WRITTEN PROBLEM 1
In the profile of Kev Choice below, which song closed the Oakland Riviera album?

Town Representer: Kev Choice

Town Representer: Kev Choice

2014 started out with a bang, with the release of Kev Choice’s Oakland Riviera album last January. The album, released independently through Choice’s own label, received little national attention. But it was easily one of the best releases of the year in any genre, and one which not only proved that Choice’s progression from sideman to bandleader was complete, but also galvanized Oakland’s urban music scene in the direction of conscious messages and aesthetic quality. Oakland Riviera established a local benchmark for virtuosity and musical intersectionality, as Choice fluidly alchemized hip-hop, R&B, soul, and jazz grooves with a hint of electronic finesse, in the process showcasing not only his own prowess as an emcee/producer/arranger/maestro, but also the considerable talents of a long list of local collaborators, which included Jennifer Johns, Lalin St. Juste, Erk Da Jerk, Viveca Hawkins, Mr. FAB, Phesto Dee, Zumbi Zoom, Howard Wiley, Marcus Shelby and many more. Yet for all the album’s collaborative nature, it was Choice’s solo material which heralded the most praise, from the moody and melodic urban instrumentals named after Oakland streets (“Int’l Blvd,” “MacArthur’s Mood,” “Foothill Dip”) to the uber-socially-conscious, Gil Scott Heron-esque “Crazy Illusions,” which closed the album.

The album’s title, Choice said in an interview, isn’t an actual place, but rather a reflection of his life experiences: “There’s no specific place called Oakland Riviera, but it kind of grew as a concept in my mind and I started thinking how could I express that. With me being a musician from Oakland and traveling around the world and also, me being an emcee and being a pianist and a composer, it’s almost like bringing different elements together to make one world.”

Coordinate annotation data
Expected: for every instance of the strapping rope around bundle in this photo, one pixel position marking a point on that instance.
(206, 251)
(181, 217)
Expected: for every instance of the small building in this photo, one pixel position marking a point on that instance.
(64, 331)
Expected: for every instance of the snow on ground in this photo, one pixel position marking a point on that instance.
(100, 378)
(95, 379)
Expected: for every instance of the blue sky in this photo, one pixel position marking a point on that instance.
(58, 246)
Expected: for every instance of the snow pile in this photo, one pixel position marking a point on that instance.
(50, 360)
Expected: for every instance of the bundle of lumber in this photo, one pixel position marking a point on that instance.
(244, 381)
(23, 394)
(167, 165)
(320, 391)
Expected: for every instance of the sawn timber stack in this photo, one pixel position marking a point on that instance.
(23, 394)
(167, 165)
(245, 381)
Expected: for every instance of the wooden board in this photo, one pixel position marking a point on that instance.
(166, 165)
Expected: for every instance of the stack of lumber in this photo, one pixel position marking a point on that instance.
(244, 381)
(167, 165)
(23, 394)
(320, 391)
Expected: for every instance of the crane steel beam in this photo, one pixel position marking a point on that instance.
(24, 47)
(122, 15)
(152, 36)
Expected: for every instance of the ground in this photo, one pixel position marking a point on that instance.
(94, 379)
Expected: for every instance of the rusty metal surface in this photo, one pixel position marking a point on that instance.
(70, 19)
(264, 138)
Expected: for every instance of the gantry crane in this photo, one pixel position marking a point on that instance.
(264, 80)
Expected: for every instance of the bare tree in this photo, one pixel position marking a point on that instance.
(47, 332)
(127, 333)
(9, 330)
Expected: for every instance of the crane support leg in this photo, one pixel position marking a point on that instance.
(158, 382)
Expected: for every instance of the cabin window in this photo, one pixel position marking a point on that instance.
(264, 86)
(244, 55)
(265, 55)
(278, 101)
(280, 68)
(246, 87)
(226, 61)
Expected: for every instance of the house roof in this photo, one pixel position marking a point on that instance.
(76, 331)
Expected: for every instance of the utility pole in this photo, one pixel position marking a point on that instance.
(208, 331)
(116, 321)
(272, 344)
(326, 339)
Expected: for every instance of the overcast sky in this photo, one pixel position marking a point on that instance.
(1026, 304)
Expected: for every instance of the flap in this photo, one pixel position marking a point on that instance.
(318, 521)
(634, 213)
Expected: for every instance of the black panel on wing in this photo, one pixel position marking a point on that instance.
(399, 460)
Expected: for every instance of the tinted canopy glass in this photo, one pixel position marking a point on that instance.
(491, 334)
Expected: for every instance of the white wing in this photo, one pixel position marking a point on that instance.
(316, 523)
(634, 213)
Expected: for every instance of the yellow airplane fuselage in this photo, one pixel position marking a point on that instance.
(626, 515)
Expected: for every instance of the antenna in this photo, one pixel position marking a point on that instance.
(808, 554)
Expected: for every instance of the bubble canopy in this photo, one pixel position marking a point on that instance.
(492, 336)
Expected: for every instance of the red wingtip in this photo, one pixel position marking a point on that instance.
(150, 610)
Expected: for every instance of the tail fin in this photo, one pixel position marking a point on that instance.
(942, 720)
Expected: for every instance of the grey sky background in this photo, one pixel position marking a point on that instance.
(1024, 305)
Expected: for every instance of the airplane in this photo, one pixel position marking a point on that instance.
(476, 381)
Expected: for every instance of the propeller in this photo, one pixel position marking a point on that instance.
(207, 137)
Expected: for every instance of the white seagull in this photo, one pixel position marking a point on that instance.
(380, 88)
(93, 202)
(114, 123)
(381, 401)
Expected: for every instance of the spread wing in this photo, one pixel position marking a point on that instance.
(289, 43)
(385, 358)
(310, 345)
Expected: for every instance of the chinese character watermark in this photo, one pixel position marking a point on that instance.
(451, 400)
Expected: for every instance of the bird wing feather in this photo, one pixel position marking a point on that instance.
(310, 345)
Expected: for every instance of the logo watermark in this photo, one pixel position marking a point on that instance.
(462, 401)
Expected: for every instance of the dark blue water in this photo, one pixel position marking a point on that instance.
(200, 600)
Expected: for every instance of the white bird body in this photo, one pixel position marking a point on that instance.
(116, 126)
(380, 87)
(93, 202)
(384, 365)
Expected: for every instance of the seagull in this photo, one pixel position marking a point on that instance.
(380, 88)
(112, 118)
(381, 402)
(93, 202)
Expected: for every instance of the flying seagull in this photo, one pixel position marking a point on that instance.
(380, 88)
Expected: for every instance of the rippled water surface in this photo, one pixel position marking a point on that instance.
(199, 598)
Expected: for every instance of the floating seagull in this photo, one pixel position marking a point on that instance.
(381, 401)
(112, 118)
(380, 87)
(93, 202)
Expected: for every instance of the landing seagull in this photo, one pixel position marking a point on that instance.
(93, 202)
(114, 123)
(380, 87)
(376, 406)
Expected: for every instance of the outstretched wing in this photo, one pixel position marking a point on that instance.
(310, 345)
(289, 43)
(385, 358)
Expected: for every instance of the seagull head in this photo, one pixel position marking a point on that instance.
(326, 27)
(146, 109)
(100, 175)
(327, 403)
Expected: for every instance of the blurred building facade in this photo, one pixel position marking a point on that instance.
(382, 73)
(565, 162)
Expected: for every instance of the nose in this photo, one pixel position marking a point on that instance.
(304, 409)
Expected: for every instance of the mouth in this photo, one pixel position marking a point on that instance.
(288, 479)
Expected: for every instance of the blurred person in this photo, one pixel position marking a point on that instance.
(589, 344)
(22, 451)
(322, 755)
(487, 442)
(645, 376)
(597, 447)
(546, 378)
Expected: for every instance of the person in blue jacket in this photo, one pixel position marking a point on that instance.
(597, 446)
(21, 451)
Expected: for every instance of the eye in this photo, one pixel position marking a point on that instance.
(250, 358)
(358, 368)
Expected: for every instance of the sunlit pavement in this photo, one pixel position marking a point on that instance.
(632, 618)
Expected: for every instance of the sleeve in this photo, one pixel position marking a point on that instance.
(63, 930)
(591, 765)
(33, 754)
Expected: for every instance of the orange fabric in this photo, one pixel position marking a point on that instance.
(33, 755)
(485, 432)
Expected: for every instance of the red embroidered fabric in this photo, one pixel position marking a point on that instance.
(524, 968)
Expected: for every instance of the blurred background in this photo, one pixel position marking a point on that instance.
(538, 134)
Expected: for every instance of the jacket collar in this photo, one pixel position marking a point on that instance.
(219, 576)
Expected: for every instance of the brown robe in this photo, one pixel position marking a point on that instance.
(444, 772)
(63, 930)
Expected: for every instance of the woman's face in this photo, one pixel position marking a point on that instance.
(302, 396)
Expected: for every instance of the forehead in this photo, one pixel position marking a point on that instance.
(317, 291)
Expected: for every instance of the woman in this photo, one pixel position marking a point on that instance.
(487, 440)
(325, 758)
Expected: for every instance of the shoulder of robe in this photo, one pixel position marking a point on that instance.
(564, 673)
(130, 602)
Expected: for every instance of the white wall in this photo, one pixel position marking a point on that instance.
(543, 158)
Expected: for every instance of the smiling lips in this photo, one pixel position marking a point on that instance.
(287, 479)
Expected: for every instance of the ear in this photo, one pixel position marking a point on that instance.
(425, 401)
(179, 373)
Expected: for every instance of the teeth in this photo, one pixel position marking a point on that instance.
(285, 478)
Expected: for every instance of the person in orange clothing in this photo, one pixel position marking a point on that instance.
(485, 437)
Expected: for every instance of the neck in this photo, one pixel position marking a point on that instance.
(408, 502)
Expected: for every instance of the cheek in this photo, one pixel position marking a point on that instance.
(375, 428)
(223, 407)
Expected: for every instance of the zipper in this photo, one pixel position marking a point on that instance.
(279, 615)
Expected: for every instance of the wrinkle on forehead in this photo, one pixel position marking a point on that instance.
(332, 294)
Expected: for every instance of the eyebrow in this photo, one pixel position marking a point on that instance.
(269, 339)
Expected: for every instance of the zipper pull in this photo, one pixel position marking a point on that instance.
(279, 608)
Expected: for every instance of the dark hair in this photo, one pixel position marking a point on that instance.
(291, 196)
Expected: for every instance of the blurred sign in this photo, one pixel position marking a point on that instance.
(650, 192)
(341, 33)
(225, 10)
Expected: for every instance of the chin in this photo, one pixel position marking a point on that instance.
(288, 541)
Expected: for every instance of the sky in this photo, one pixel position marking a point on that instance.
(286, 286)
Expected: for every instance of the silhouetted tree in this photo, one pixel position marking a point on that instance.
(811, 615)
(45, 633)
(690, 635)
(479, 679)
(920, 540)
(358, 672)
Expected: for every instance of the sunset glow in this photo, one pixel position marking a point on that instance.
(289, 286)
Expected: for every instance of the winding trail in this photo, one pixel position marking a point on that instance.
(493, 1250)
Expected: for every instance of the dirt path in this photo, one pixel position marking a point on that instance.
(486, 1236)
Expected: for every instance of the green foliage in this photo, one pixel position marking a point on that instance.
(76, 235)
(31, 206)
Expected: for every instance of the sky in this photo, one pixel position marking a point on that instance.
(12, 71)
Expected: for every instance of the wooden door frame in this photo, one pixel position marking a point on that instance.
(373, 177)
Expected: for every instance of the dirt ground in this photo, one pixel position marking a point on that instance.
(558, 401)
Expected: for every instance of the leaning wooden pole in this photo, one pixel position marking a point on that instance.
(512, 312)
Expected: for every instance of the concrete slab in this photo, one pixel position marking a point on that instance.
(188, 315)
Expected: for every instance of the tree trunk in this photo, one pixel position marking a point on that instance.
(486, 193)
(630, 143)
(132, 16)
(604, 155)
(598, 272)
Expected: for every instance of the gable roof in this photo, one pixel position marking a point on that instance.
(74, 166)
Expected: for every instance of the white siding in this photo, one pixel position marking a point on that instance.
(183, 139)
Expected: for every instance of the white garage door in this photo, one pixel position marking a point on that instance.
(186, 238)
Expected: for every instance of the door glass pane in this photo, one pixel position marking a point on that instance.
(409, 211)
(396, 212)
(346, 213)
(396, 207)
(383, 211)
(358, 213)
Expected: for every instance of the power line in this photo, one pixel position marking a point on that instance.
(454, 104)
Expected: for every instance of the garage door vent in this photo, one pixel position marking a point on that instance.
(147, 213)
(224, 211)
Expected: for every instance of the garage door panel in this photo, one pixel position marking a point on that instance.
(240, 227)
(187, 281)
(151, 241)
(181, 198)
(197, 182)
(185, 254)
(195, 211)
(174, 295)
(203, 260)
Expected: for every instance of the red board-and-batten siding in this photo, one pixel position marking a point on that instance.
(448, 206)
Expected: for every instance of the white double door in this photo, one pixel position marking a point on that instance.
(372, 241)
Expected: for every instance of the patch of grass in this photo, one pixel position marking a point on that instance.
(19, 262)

WRITTEN PROBLEM 2
Which lines of the records above contain the string "dirt"? Pick out each of them, treating case as significant.

COMPLETE OUTPUT 1
"Crazy Illusions" closed the album.

COMPLETE OUTPUT 2
Expected: for every instance of the dirt path in this photo, one pixel position marking a point on that instance.
Expected: for every instance of the dirt ground in this photo, one pixel position marking a point on that instance.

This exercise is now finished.